## What the exercise asks
Make an exact copy of all the entries below, with the pictures left out.

## Information shown

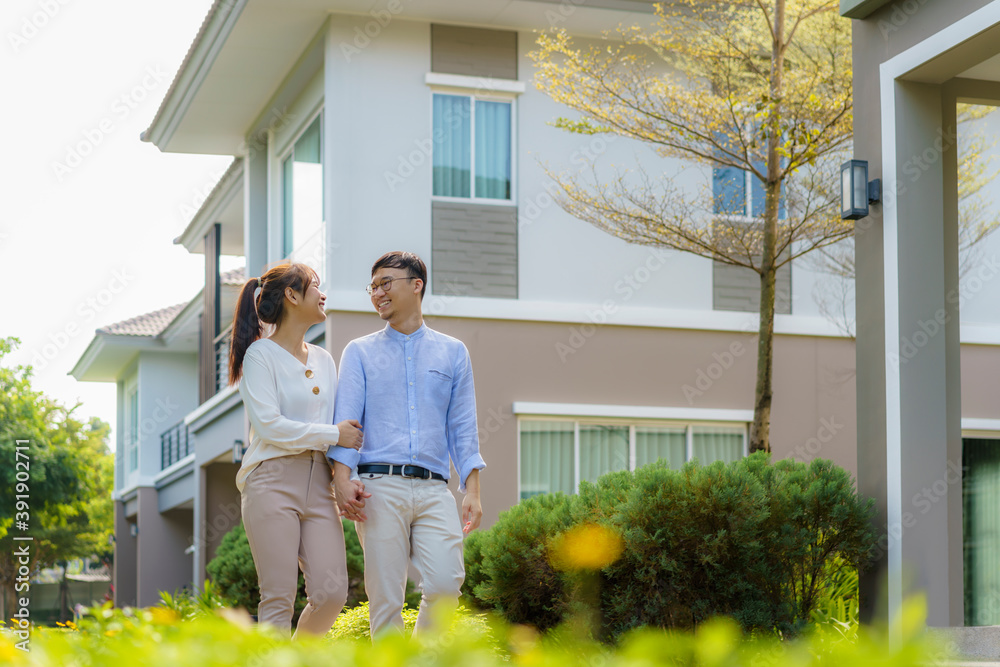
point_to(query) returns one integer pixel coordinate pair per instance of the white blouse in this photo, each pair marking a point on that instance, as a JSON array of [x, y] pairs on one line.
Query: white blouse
[[290, 404]]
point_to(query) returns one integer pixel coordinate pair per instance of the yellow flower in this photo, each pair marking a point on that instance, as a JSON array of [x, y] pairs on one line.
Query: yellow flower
[[586, 547]]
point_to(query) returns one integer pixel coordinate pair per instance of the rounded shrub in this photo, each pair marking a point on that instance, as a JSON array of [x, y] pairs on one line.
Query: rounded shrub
[[514, 573], [755, 541]]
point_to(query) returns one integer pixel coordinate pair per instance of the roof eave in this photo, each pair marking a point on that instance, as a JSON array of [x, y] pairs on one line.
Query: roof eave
[[860, 9], [223, 192], [101, 344], [201, 56]]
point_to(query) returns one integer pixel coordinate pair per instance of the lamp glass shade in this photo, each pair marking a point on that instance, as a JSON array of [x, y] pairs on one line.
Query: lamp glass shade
[[854, 190], [860, 198], [845, 191]]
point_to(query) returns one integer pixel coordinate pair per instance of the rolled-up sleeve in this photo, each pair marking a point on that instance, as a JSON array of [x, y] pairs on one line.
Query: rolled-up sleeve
[[463, 429], [350, 401], [259, 391]]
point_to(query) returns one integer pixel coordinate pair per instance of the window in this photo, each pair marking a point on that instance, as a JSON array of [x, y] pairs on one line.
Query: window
[[981, 529], [555, 454], [738, 192], [132, 428], [302, 198], [472, 148]]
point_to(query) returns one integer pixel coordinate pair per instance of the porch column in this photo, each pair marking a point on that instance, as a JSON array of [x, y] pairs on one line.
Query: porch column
[[922, 401], [255, 207]]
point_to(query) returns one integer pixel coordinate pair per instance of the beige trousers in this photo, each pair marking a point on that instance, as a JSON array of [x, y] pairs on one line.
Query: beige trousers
[[409, 521], [292, 523]]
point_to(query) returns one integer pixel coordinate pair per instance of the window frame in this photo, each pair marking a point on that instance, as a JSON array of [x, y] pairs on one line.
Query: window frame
[[747, 218], [280, 159], [474, 95], [632, 423]]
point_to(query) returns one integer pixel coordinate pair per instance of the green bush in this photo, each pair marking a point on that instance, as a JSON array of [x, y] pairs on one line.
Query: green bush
[[515, 575], [234, 573], [755, 541], [474, 575], [187, 605]]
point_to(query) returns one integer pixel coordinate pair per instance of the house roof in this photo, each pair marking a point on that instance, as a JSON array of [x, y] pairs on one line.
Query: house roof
[[153, 323], [232, 83], [147, 324]]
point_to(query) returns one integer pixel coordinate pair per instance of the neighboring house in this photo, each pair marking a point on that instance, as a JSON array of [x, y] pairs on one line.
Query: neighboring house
[[928, 448], [366, 128]]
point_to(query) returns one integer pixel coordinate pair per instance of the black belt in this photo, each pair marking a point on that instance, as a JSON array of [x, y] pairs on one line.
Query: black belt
[[405, 471]]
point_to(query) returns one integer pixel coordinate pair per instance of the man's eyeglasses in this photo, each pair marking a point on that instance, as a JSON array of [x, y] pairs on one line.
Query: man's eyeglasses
[[385, 284]]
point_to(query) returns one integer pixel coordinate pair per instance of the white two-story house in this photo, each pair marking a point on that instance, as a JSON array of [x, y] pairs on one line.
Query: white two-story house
[[359, 127]]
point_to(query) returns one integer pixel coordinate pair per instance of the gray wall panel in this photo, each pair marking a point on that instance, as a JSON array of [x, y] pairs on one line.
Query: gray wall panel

## The answer
point_to(query) returns one integer pixel coordinate pair per instance of the white blouse in this photo, each pair marking a point on that instance, as a JSON array of [x, y] pairs on one line.
Query: white blouse
[[290, 404]]
point_to(query) returns one integer pixel coordinate pair per instance of the yellow flower in this photo, each pair marking a point on that instance, as a JSON array of [x, y] pairs on one line.
Query: yellow flower
[[586, 547]]
point_to(query) returns one integer pixel coordinate pair per instance of the rounded shrub in this photo, each pair marking a point on that instance, as a JSON array of [x, y] pairs on one line.
Query: rounded shrub
[[514, 573], [755, 541]]
point_to(query) returns one integer pixel coordinate pair per instance of the roof eave in this photo, each pair marking a point on that instance, as a JSON array of [x, y] pairs on one line.
Query: roof eave
[[860, 9], [223, 192], [101, 344], [201, 56]]
point_to(query) returns one integer pixel coordinate pair per instance of the lamp glass shade in this photo, each pair marking a point on that instance, as a JSON array of [x, y] pairs on one line.
Query: lamp glass shade
[[854, 190], [860, 198], [845, 191]]
point_to(query) returns one integer pixel coordinate pair per instance of the rolled-up sleeve in this photo, each pair marking a point on that instance, as a JSON array of [x, y] pairs on one line.
Query: rolled-up sleeve
[[463, 429], [350, 401], [259, 391]]
point_to(query) returns one integer pixel coordinate pair per instance of the window in this photo, each pair marking a point on that instance, as a JSON array of [x, y] pairs on one line.
Query: window
[[981, 529], [555, 454], [738, 192], [132, 428], [302, 198], [472, 148]]
point_to(query) returns one integer pixel coordinate pair per instance of the porch column in this photo, each pair marking a point on that instance, as a JSON array of [x, y] pairs on one line.
Query: porch column
[[922, 401], [255, 207]]
point_to(query) returns one integer pixel coordinate pair per instance of the beige trousers in this photo, each pair marking a point on that instance, as a JSON array of [x, y] pairs on one line.
Query: beige trousers
[[409, 521], [292, 523]]
point_to(query) returns one integer pixel coordinate pair per instance of the window frame in this photo, each pair marking a point on that instance, as a JSON array of [x, y] pairs on one line.
Query: window frame
[[747, 218], [280, 159], [474, 95], [632, 423]]
point_to(query) returns one integer pixel coordinate pair per instance of the green bush in this photo, each pair marking a point on that instance, as a JSON array of [x, y] pairs on one line.
Query: green bush
[[515, 575], [234, 573], [755, 541], [474, 575], [187, 605]]
point_to(query) returns one integer pixel coordinate pair per instance of the house roof in this photo, each pair marking a point on that instance, as a JSON array of [x, y] pairs on one line.
Query: house roof
[[153, 323], [232, 83], [147, 324]]
point_to(query) returns one integer pixel coordinate pair per instance of the neighboring house in this photo, each pair marking a point on that instance, as a JSON array of [x, y] pairs on one line.
Query: neighboring house
[[928, 448], [366, 128]]
point_to(query) returns one integer pixel coordinate pair per instance of the black belt in this photo, each pair marking a point on that instance, as a JSON array of [x, y] pairs on one line.
Query: black belt
[[405, 471]]
point_to(query) returns one integer pixel coordinate pair per instance of the man's eyeglasses in this photo, each pair marking a point on that instance, as a JSON array of [x, y] pairs on one line.
Query: man's eyeglasses
[[385, 284]]
point_to(query) returns one integer pixel coordinate pair per instance of the white two-story house in this photo, each pair marking a point on that instance, as a JSON array of [x, y] pairs on one line.
Query: white two-story house
[[359, 127]]
point_to(query) returns one integer pixel coordinate pair per instance of the gray wall panel in this photo, each pair marking a point on that instance, as a JSON array of [x, y] pairs on one line.
Query: gray wall panel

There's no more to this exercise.